**DIRECTIVE**
Return every line of the records that contains the string "target", matching case exactly.
## START DATASET
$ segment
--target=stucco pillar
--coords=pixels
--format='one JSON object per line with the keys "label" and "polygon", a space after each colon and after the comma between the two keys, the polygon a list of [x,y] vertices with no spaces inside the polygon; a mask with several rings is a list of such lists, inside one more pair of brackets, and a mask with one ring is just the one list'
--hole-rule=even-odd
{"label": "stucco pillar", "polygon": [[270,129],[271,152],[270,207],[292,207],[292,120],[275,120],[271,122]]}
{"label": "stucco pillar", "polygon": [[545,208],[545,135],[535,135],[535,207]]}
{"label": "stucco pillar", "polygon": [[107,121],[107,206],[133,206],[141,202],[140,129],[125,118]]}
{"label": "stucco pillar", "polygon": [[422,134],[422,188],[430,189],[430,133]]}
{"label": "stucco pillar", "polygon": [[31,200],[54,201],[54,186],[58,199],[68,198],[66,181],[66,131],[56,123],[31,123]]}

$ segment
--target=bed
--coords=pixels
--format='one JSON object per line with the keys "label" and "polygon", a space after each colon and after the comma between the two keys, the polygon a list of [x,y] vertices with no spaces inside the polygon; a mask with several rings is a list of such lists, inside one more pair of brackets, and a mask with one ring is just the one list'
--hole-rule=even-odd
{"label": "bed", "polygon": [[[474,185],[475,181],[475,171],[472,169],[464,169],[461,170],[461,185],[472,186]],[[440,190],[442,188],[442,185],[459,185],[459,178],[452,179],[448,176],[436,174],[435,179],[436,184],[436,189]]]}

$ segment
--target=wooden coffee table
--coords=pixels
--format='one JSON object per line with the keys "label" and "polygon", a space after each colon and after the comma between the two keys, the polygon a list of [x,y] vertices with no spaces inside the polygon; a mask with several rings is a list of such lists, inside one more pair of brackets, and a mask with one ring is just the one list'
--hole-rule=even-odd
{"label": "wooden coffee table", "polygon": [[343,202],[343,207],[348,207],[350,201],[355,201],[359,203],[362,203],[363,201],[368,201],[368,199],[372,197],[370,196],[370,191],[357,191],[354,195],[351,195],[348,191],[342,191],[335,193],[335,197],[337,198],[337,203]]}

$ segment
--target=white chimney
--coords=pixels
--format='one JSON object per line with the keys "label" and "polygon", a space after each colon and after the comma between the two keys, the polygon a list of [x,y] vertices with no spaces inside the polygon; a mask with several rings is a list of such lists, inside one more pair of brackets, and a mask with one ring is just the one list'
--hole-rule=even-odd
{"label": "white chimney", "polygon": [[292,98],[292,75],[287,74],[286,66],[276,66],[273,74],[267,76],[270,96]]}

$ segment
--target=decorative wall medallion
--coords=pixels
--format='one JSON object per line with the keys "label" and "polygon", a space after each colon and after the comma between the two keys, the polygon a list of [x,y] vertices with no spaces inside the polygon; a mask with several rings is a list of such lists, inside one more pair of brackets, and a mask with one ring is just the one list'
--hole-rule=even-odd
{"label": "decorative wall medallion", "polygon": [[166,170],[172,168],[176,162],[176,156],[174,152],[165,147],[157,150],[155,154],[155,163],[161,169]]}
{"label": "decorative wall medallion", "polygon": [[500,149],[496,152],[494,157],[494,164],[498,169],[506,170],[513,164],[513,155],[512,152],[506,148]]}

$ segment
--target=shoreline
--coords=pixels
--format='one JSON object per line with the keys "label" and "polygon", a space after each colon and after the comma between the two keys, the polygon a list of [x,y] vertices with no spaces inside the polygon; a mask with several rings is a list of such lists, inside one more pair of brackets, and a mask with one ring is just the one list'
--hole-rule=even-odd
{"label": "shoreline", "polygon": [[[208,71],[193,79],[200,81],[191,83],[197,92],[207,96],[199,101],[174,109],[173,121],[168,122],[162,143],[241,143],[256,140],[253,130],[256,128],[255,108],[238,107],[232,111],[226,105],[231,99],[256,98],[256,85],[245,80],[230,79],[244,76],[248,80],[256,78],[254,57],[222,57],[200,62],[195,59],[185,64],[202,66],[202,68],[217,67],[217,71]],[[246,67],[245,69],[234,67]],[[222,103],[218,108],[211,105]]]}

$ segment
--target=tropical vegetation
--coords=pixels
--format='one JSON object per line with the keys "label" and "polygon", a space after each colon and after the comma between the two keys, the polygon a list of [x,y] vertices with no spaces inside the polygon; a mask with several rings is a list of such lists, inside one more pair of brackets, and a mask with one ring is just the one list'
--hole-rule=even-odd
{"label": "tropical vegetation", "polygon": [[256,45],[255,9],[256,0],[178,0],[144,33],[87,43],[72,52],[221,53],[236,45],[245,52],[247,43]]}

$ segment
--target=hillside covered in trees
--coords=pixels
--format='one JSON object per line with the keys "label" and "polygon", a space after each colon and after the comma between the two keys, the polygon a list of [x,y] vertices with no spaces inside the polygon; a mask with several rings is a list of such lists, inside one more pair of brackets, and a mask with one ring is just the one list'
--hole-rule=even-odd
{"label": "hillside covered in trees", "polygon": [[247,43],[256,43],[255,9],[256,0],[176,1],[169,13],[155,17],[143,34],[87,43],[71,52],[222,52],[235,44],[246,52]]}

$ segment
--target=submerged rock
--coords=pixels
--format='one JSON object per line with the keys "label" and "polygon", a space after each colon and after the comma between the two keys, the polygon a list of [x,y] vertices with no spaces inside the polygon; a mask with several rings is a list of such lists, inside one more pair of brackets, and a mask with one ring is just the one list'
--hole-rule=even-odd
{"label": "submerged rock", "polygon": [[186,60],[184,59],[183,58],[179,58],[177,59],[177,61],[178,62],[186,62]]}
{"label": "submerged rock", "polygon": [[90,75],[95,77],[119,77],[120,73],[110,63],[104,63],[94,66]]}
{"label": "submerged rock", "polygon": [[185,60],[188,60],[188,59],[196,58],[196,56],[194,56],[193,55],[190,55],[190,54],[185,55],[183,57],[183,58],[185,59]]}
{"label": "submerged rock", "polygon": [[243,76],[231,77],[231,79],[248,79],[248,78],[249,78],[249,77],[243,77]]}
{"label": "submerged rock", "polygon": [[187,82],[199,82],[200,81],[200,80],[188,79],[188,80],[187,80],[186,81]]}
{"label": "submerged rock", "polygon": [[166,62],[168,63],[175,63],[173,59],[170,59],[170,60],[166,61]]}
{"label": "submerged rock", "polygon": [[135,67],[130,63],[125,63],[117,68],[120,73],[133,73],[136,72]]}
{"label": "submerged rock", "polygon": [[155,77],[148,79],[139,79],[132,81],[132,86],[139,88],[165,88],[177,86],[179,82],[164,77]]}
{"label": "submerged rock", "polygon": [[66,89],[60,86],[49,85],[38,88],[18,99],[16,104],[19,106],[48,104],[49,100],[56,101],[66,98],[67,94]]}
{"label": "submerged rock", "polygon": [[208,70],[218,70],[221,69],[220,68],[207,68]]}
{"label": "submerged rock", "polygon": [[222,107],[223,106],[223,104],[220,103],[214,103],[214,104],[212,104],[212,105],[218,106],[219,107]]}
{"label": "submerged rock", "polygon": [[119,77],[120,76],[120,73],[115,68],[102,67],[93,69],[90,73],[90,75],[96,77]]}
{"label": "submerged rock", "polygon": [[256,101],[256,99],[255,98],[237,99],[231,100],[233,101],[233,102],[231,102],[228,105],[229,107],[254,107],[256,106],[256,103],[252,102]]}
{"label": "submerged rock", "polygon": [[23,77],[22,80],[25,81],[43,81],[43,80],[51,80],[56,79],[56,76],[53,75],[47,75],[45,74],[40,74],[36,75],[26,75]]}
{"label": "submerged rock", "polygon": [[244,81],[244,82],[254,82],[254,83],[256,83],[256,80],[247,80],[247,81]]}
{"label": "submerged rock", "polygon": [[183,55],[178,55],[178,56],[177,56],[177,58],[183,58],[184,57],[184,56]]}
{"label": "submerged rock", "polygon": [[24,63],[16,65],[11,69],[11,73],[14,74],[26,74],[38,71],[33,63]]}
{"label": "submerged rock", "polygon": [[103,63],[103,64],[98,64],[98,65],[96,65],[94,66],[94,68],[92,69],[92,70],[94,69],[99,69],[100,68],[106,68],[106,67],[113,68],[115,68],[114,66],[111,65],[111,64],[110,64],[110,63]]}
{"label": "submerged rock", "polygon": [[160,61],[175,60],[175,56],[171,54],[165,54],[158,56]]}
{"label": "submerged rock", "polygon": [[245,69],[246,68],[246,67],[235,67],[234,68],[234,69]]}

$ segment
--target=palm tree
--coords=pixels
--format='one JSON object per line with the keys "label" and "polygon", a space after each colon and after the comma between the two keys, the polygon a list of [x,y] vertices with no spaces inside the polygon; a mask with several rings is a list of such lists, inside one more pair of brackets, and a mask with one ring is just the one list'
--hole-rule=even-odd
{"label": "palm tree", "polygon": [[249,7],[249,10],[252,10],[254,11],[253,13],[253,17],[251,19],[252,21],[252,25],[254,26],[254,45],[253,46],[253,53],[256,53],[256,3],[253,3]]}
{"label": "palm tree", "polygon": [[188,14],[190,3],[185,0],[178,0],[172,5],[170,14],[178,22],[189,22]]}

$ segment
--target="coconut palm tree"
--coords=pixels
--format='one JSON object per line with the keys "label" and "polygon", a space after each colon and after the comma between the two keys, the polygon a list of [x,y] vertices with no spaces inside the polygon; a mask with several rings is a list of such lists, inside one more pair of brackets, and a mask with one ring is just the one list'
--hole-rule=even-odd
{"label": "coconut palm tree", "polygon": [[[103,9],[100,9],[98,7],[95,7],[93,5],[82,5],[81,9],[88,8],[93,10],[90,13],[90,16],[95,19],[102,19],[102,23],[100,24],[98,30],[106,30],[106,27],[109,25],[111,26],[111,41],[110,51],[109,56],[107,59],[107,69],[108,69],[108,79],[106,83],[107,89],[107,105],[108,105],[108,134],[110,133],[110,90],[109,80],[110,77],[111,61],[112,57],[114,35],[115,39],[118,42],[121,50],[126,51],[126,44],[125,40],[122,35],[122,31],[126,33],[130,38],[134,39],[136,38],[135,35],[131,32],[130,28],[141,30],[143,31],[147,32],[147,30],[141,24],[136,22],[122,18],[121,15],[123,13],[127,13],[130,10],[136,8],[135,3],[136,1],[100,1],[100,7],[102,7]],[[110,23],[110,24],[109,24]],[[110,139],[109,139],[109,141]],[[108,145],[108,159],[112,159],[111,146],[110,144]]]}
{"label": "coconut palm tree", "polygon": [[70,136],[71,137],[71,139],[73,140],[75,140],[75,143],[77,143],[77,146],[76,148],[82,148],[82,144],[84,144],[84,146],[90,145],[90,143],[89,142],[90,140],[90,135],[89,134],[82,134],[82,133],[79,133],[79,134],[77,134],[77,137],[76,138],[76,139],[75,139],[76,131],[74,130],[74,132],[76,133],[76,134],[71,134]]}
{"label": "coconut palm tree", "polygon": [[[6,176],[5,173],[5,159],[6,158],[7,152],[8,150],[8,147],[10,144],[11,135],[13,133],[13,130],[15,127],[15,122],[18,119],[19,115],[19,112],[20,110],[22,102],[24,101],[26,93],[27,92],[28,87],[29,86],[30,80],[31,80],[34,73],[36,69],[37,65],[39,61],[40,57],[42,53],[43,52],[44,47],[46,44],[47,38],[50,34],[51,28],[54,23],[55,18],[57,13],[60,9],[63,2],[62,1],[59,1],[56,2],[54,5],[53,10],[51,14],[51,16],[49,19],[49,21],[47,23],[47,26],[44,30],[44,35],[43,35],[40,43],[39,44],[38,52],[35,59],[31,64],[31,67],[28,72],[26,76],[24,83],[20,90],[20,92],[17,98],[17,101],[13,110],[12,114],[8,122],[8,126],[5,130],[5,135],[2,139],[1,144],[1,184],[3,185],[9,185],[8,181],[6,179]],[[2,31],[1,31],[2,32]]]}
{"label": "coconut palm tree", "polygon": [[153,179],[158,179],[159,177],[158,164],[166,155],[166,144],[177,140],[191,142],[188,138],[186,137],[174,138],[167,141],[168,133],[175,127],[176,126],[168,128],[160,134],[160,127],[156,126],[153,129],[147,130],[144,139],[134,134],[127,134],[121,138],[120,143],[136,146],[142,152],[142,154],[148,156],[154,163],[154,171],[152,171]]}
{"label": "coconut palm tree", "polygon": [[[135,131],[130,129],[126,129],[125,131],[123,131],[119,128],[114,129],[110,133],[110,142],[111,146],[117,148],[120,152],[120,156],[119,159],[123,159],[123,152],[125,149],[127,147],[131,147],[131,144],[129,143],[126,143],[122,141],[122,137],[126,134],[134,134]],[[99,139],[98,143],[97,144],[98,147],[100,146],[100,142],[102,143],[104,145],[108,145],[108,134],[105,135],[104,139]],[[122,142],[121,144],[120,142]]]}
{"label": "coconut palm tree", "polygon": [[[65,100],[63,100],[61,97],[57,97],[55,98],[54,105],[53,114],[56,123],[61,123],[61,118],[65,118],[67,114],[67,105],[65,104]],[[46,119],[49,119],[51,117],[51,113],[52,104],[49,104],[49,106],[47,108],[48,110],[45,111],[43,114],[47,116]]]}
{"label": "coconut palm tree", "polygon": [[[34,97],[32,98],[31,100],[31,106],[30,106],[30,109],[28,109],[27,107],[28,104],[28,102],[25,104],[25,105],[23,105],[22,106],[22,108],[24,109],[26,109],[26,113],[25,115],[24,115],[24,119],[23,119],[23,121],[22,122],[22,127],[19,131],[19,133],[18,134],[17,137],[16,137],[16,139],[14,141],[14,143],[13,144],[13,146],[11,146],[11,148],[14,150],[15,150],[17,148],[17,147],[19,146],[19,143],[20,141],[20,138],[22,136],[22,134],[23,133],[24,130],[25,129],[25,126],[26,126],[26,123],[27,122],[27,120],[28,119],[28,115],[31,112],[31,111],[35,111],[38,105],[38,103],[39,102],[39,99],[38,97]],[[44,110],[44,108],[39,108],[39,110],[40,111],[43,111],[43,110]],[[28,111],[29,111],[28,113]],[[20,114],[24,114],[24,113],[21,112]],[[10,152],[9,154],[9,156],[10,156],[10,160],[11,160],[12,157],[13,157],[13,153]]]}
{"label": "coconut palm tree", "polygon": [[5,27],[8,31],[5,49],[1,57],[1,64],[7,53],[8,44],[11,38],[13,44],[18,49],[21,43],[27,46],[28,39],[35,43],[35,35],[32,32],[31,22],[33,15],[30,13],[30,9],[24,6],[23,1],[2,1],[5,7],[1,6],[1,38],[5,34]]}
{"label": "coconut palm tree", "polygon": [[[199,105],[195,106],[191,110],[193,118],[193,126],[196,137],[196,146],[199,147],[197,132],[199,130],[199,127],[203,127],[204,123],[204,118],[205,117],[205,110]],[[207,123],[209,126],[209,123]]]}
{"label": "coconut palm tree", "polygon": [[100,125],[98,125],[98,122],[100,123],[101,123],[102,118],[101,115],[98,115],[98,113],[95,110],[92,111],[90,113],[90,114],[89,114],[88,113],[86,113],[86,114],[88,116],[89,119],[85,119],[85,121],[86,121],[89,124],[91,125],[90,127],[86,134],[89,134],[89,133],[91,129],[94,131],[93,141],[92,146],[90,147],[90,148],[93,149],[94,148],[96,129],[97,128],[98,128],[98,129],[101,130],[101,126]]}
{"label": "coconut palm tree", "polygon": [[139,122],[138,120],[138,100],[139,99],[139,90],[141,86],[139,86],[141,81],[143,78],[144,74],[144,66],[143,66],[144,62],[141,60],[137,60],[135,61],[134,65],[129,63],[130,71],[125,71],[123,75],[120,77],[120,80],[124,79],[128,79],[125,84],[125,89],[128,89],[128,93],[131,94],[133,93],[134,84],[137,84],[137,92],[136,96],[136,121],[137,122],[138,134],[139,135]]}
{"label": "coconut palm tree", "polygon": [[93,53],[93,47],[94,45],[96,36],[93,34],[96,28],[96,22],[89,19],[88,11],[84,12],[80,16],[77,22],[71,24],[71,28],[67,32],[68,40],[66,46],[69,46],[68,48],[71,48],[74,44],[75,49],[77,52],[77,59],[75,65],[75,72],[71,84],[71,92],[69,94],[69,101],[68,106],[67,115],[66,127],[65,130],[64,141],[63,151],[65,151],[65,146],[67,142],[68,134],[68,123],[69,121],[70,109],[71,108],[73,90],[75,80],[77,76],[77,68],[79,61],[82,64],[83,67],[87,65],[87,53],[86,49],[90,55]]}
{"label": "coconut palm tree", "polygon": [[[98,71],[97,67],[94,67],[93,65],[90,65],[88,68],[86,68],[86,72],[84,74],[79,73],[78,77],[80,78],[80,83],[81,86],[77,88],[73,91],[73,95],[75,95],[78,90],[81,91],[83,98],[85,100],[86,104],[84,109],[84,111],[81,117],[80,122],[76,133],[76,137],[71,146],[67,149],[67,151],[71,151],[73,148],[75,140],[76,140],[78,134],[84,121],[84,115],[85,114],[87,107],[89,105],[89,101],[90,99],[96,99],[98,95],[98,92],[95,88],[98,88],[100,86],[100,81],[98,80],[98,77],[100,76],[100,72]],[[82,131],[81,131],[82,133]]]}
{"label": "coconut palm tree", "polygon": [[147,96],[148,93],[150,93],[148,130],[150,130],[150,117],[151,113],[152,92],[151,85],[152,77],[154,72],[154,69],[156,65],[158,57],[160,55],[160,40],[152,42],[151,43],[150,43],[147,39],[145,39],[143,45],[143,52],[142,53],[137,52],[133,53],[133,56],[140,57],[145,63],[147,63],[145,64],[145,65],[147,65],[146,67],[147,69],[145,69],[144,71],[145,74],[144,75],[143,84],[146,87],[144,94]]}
## END DATASET
**EXPECTED OUTPUT**
--target=stucco pillar
--target=bed
--target=wooden coffee table
--target=white chimney
--target=decorative wall medallion
--target=shoreline
--target=tropical vegetation
--target=hillside covered in trees
--target=submerged rock
--target=palm tree
--target="coconut palm tree"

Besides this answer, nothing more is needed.